Your task is to output all the records below, word for word.

## Records supplied
++++++++

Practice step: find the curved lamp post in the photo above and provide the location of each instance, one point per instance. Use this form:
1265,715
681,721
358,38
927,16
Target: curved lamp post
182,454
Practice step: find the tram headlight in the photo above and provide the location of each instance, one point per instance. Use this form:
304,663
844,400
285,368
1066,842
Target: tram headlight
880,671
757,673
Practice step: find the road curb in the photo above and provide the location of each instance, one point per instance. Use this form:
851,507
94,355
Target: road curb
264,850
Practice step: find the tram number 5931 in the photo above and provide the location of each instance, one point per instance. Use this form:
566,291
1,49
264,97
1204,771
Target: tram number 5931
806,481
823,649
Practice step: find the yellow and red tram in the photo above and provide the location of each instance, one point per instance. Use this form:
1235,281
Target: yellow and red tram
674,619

++++++++

## Answer for this exercise
Practice step: find the curved lamp post in the photo above and provide the location of each instance, one point per instance. Use this form:
1265,715
681,721
358,38
927,16
Target: curved lamp post
182,454
Practice step: find the tram headlight in the photo above and provide the location of each instance, one point per instance. Use this form:
304,663
844,400
285,368
1066,842
Target: tram headlight
880,671
757,673
Practice step: find the road curb in the photo above and provide the location of each instance, one point per instance. Use this form:
851,507
94,355
Target: road curb
264,850
Practice step: find the tram number 5931 in the photo above and provide the location of each instance, one point per instance. Use this form:
566,291
1,49
264,97
1204,771
Target: tram number 5931
806,481
823,649
Practice step: find the yellow and red tram in the photo above and provide the location of each instance, one point per instance. Use this form:
1235,281
Target: yellow and red tram
674,619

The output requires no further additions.